*Short problem:*
Starting at the line containing "Target: white passenger boat" and ending at the last of the rows, rewrite those lines with "pixel coordinates" swapped out for "image coordinates" and everything else left unchanged.

Coordinate annotation rows
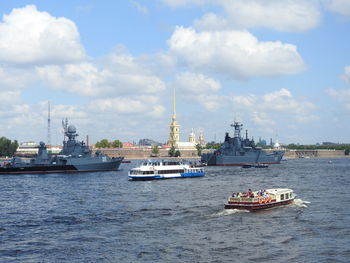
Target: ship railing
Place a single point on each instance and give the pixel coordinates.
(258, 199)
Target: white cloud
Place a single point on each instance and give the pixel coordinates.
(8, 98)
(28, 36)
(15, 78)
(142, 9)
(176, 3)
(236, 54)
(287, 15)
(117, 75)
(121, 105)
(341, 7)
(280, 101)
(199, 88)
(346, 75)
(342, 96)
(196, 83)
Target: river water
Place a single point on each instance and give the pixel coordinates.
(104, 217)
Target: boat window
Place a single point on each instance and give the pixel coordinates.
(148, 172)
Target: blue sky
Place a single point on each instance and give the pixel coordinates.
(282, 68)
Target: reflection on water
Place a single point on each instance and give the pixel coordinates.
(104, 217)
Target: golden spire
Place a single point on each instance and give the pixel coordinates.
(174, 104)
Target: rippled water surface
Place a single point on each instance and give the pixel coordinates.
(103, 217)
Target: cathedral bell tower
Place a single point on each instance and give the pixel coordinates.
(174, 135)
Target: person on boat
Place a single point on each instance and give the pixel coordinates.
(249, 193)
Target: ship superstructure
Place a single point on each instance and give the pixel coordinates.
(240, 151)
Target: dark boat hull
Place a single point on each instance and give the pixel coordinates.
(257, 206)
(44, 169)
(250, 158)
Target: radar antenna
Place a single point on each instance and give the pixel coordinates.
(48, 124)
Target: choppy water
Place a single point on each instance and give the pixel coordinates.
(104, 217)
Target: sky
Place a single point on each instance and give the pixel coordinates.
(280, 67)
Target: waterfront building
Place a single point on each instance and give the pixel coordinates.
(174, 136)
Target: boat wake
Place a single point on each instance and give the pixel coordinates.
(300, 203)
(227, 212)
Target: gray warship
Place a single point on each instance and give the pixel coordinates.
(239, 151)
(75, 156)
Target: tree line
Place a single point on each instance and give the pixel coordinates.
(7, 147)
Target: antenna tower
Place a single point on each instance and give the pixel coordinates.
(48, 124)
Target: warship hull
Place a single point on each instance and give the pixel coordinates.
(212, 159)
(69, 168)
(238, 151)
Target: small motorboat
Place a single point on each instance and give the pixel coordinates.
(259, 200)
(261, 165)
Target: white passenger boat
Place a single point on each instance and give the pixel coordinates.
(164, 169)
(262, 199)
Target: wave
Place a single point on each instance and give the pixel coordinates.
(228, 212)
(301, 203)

*Written answer:*
Target: white passenger boat
Place a single point on each instance and give the image coordinates.
(164, 169)
(262, 199)
Target: wave
Place a single point on each instance and give the image coordinates.
(228, 212)
(301, 203)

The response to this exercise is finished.